╭─ Excerpted data

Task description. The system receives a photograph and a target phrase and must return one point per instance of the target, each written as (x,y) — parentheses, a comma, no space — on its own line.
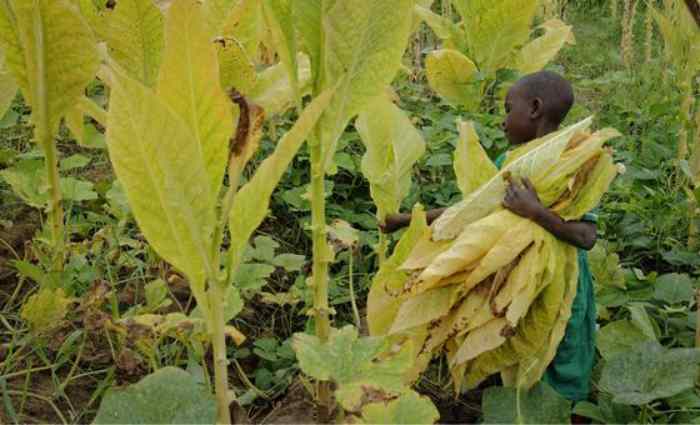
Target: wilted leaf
(409,408)
(167,396)
(540,405)
(243,220)
(649,372)
(46,309)
(188,83)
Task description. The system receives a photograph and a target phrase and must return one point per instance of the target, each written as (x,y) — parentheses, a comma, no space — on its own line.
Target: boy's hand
(523,199)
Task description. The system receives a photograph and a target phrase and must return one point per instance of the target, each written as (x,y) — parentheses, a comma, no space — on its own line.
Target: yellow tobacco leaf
(485,338)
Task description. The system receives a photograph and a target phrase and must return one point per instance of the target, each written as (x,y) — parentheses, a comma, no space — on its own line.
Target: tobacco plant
(169,146)
(492,36)
(51,54)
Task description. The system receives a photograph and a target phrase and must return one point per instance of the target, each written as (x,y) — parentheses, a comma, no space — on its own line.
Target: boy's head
(536,105)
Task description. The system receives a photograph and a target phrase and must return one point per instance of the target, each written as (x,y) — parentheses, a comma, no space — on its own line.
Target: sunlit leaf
(410,408)
(167,396)
(188,83)
(393,147)
(472,165)
(243,220)
(539,52)
(135,39)
(164,174)
(650,372)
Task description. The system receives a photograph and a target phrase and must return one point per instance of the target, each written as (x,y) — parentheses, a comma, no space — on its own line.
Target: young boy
(536,106)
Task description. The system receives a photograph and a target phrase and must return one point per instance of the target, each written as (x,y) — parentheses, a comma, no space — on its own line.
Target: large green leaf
(393,146)
(352,363)
(167,396)
(52,55)
(619,337)
(410,408)
(279,17)
(135,39)
(453,76)
(540,51)
(494,28)
(674,288)
(540,405)
(252,201)
(473,167)
(189,83)
(650,372)
(164,174)
(363,43)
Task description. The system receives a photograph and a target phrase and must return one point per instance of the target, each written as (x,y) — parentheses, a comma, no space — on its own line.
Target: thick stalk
(320,262)
(218,337)
(55,209)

╰─

* **Your task**: Could you output all the entries above exactly as written, leaving out the pictures?

* **Your response**:
Task description. The system receives a photograph and a target phrase and must return one point per instance of the target, each written as (x,y) — parentheses, a comma, no space — on its own line.
Target: wilted leaf
(409,408)
(167,396)
(540,405)
(243,220)
(649,372)
(46,309)
(188,83)
Task description. The system receives a photograph and a target phrase and must return one point per instance of the target, each written as (x,y) — parentheses, a comma, no space — on its own line.
Target: boy's hand
(523,199)
Task description. The system receives a photograph and a target phrase and must return one point per instance of the target, each written as (x,y) — parentheses, a comma, no space — on its own line.
Target: yellow tobacco leaf
(485,338)
Task description. The system receives a photograph and a target phrase and must return one point per instance of the target, each written as (x,y) — parentheses, a comma, no space — on its own line.
Target: tobacco plant
(169,146)
(492,36)
(51,54)
Task description. The system receives a photograph and a target phrase and must return one point per instance of the target, each written as (x,y) — parentheses, a comma, no space — on its own line.
Target: boy's head
(536,105)
Task description. The system receives a photograph and a target phrase and must return one point per instance of the target, each written as (x,y) — parentheses, a comma, no space — on its own line.
Target: sunlit leaf
(410,408)
(167,396)
(188,83)
(393,147)
(472,165)
(243,220)
(539,52)
(135,39)
(164,174)
(650,372)
Task description. The system receives a photograph and a target phrase and must return one point per instance of the target, each written as (x,y) — parentheses, a comma, no space — on its own line.
Target: young boy
(536,106)
Task description. The system receives a photograph and a target phrase and must return one point per instance of the target, each written as (x,y) — parentheses, a comma, no space — on its own line.
Target: large green leaf
(393,146)
(352,363)
(167,396)
(52,55)
(619,337)
(410,408)
(279,17)
(135,39)
(453,76)
(540,51)
(494,28)
(674,288)
(540,405)
(252,201)
(473,167)
(189,83)
(650,372)
(164,174)
(363,43)
Task description. The system receives a photograph and a target phrase and must return one point per instance of the target, each written as (x,y) — parentheses, a comma, no space — on its own line.
Target: thick stalk
(320,262)
(218,337)
(55,209)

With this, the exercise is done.